_Short task a_
Set down the part of the timeseries passage below that begins at the words "### Linear Regression" and stops after "understanding temporal dynamics.", copying it word for word.

___ Source passage ___

# Timeseries Analysis in Python

This post is about statistical models for timeseries analysis in Python. We will cover the ARIMA model to a certain depth.

### Linear Regression and Timeseries

Using a statistical tools such as linear regression with time series can be problematic. Linear regression assumes you have independently and normally distributed data, while, in time series data, points near in time tend to be strongly correlated with one another. This is precisely the property that makes timeseries analysis important as, if there aren’t temporal correlations, it would be impossible to perform tasks such as predicting the future or understanding temporal dynamics.

Linear regression can be used with timeseries when linear regression assumptions hold, for instance when the predicted variable is fully dependent on its predictors and the errors preserve the normality assumption with no autocorrelation. In such a case, the timeseries element is entirely embedded in one of the features.

### The Statistics Of Time Series

An excellent introduction on time series can be found here.

Timeseries bring several concepts of interest

- Stationarity: constant statistical properties of the timeseries (mean, variance, no seasonality)
- Self-correlation: correlation between subsequent values of a timeseries
- Seasonality: time-based patterns tha repeat at set intervals
- Spurious correlations: the propensity of timeseries to correlate with other unrelated timeseries especially when seasonality or trends are present.

A log transformation or a square root transformation are two usually good options for making a timeseries stationary,particularly in the case of changing variance over time.

Most of the timeseries have a trend, that is the mean is not constant - trend-stationarity and difference-stationarity. Removing a trend is most commonly done by differencing. Sometimes a series must be differenced more than once. However, if you find yourself differencing too much (more than two or three times) it is unlikely that you can fix your stationarity problem with differencing.

___

_Short task b_
Please identify each line in the entries below that contains the string "framed", and copy those lines.

___ Record set ___

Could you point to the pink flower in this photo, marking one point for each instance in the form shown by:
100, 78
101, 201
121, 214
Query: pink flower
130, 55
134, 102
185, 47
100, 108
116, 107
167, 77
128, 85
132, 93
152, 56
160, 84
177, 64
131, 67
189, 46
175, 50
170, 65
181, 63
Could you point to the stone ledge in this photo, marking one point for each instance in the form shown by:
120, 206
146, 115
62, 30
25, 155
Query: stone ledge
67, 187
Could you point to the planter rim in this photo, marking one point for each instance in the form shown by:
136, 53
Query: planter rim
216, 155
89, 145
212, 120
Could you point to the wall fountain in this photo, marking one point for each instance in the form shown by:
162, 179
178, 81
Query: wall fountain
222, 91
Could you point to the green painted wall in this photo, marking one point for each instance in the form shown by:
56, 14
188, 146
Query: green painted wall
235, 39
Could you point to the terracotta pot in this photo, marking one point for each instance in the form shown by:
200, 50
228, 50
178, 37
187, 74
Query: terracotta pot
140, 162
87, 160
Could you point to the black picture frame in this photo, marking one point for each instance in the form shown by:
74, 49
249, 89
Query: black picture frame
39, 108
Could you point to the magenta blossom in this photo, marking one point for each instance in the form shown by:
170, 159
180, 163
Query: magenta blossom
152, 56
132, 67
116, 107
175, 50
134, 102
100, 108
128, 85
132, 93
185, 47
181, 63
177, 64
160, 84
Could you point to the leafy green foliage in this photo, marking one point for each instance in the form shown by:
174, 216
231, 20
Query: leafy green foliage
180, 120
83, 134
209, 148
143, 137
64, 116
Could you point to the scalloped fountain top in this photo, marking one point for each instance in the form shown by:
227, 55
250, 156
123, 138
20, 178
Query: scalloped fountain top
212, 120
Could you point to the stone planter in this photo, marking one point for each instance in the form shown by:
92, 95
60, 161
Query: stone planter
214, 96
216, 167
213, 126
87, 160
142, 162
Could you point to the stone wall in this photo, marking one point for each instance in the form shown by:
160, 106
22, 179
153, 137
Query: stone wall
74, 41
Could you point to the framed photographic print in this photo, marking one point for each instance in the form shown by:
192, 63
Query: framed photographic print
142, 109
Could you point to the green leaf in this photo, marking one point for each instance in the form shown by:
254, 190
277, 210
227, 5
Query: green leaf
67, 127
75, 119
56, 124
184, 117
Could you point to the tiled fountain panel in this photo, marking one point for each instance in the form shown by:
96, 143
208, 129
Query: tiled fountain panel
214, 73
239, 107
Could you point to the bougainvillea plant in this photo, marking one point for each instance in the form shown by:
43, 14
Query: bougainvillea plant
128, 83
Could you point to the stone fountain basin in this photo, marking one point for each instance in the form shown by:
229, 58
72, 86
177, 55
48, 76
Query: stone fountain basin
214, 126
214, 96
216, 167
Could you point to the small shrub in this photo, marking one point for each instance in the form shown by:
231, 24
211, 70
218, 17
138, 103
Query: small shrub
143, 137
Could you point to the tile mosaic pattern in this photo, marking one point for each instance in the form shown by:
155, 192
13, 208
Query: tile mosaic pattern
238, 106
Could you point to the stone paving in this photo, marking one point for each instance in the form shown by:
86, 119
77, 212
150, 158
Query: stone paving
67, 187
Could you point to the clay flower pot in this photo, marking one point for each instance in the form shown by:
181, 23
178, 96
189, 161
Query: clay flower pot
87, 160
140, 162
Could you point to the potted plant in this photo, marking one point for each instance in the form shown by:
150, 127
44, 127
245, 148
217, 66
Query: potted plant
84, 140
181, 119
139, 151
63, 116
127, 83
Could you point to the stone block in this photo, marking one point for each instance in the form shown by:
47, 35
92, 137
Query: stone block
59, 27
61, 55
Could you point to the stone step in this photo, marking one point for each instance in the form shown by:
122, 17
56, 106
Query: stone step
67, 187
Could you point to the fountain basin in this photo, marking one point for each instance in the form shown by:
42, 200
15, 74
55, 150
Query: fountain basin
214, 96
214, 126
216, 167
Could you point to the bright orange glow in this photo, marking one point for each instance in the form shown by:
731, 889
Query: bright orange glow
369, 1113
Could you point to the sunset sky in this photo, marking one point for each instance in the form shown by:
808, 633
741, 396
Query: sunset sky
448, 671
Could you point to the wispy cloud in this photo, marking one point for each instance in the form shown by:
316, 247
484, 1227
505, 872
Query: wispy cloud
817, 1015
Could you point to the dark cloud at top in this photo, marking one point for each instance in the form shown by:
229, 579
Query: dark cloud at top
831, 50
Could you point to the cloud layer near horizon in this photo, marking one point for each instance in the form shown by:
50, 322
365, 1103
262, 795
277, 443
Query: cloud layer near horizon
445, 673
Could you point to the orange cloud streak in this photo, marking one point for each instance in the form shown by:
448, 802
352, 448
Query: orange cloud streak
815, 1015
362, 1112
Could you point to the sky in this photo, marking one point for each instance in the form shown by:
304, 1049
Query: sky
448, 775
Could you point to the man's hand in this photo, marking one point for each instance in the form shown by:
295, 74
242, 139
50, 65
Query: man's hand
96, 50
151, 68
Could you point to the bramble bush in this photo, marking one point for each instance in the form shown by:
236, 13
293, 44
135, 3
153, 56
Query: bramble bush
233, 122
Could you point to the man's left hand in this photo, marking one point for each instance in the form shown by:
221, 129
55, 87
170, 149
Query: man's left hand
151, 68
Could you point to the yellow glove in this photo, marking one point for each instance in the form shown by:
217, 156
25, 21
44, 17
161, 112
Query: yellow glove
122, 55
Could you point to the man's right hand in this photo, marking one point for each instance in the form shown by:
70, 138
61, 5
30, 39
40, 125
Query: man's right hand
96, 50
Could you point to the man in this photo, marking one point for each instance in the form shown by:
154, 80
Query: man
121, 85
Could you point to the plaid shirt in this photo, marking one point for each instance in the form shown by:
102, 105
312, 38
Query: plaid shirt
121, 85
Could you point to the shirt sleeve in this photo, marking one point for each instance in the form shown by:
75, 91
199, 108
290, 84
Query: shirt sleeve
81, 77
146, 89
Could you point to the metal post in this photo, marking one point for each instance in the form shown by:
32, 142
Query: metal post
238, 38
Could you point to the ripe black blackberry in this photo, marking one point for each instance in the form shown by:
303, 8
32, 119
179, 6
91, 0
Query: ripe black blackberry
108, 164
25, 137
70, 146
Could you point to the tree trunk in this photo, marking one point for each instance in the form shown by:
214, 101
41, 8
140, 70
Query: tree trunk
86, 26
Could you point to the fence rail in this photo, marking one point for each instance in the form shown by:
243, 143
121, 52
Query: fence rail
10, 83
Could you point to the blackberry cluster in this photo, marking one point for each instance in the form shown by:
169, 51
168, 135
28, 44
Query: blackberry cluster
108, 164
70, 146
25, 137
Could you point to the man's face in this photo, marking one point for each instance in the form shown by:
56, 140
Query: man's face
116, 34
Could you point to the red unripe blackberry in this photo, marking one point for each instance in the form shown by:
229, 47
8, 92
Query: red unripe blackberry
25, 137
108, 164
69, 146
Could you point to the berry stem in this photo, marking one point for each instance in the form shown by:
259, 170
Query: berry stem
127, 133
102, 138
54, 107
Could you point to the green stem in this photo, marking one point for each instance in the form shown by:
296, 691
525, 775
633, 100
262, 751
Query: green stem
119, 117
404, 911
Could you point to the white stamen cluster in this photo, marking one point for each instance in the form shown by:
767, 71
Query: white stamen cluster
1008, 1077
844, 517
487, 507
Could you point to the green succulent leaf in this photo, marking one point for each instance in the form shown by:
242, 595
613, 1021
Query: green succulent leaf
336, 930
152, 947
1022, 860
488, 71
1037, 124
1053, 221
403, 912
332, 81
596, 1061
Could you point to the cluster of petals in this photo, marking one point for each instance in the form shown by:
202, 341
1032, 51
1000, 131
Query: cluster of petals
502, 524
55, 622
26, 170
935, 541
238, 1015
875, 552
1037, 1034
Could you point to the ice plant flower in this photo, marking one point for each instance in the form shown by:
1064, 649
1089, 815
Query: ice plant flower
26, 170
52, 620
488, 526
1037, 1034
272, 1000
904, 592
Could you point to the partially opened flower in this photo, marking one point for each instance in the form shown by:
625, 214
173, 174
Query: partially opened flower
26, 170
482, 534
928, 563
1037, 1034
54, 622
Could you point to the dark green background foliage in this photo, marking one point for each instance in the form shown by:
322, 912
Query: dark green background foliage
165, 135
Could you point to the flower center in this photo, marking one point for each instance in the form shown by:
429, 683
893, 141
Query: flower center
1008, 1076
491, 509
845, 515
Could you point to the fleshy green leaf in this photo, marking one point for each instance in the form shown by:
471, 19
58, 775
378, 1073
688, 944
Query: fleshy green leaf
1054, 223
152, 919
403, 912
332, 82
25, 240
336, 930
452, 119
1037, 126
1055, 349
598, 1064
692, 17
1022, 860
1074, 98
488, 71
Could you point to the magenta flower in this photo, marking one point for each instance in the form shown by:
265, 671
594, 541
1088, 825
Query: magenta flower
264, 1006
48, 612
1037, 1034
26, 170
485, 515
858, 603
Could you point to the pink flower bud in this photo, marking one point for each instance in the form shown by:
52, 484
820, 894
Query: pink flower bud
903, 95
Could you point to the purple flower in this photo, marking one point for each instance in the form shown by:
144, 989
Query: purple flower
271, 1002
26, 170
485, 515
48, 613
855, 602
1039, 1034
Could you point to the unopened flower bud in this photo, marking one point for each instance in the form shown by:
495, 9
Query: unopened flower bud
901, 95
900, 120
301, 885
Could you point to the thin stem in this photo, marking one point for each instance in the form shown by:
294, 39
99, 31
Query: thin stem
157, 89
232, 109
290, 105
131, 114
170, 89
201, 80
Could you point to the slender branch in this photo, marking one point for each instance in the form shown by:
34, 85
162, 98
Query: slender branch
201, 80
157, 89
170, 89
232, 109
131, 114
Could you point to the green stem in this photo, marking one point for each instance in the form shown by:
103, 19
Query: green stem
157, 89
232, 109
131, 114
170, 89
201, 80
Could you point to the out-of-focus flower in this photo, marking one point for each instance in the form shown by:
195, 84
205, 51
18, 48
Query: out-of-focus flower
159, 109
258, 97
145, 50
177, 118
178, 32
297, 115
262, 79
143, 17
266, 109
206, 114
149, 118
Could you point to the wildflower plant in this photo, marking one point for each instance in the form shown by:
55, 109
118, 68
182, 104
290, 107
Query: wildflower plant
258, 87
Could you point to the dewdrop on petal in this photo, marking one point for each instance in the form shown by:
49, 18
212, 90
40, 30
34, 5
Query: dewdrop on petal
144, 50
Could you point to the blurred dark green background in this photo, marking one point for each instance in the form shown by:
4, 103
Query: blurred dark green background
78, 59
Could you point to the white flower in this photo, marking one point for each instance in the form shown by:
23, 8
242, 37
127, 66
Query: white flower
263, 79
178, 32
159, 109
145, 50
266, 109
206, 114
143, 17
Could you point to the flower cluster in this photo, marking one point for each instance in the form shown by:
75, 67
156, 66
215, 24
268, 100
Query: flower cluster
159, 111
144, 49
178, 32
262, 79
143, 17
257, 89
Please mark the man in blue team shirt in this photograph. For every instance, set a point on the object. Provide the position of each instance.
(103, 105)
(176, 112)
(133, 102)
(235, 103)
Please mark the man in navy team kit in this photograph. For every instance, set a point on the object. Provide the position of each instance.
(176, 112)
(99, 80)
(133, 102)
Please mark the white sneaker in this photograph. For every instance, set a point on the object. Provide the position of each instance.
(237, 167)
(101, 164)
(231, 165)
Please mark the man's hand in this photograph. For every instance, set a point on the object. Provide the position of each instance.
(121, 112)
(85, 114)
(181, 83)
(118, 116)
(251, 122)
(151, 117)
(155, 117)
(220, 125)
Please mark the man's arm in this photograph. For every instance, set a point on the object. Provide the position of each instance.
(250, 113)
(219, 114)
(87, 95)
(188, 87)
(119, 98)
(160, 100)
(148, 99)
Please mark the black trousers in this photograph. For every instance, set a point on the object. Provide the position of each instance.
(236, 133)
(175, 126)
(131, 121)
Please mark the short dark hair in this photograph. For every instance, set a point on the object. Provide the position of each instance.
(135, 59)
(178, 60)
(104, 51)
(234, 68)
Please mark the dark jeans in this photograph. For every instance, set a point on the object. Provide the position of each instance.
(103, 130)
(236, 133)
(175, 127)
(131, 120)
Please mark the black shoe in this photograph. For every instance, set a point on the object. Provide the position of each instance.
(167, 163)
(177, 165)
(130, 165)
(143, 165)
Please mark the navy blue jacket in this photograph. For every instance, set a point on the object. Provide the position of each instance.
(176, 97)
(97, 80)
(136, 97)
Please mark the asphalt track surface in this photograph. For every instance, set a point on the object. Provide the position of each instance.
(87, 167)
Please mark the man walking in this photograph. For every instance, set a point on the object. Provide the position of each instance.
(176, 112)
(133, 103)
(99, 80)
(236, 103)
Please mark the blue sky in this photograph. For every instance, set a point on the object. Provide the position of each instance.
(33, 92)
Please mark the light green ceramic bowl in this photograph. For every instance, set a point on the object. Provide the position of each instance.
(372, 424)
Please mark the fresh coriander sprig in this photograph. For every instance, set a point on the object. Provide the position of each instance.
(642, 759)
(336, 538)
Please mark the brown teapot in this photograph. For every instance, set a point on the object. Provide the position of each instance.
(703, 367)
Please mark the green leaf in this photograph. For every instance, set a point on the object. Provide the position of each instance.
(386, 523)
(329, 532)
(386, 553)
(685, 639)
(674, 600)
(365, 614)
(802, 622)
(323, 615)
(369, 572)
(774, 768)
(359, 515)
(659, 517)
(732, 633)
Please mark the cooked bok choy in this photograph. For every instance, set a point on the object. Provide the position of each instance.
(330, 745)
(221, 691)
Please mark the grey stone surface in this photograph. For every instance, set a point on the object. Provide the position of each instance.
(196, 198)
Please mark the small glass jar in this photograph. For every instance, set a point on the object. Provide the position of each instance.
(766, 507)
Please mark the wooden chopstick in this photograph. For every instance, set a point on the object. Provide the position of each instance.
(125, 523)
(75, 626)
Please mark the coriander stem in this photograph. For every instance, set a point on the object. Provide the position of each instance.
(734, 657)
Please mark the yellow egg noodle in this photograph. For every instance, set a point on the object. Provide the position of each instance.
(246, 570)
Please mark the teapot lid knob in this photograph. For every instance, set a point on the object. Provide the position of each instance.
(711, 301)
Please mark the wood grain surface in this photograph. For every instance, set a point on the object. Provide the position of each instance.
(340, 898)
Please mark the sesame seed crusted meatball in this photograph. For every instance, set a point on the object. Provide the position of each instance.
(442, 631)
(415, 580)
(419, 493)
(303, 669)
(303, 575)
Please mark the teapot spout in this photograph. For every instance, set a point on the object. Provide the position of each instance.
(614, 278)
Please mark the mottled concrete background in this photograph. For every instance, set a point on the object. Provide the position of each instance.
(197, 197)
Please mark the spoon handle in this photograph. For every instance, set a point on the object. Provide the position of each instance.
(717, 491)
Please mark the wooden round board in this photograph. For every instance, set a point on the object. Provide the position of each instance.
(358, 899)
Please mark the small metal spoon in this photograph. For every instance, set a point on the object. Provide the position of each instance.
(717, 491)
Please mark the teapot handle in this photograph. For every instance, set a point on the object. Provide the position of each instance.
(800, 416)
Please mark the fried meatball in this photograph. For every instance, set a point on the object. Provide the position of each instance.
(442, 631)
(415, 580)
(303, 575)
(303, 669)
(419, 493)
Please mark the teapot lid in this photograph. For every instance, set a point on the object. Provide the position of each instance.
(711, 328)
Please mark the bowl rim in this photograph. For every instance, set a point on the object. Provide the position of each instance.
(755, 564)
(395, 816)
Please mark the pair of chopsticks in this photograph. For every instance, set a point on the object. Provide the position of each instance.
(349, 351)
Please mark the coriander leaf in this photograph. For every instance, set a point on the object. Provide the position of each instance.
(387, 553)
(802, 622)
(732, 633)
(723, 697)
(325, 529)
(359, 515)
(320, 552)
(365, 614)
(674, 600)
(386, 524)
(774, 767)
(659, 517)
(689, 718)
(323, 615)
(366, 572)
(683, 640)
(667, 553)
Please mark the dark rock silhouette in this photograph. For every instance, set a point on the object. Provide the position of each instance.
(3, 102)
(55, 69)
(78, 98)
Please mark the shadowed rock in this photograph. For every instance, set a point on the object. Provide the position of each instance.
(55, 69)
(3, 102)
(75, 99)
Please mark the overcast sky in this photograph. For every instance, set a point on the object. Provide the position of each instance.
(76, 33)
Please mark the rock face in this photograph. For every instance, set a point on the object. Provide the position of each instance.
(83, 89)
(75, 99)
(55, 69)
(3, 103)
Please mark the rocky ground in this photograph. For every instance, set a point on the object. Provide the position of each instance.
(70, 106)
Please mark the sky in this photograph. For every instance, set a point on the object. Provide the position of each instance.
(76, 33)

___

_Full answer a_
### Linear Regression and Timeseries

Using a statistical tools such as linear regression with time series can be problematic. Linear regression assumes you have independently and normally distributed data, while, in time series data, points near in time tend to be strongly correlated with one another. This is precisely the property that makes timeseries analysis important as, if there aren’t temporal correlations, it would be impossible to perform tasks such as predicting the future or understanding temporal dynamics.

_Full answer b_
Could you point to the framed photographic print in this photo, marking one point for each instance in the form shown by:
Query: framed photographic print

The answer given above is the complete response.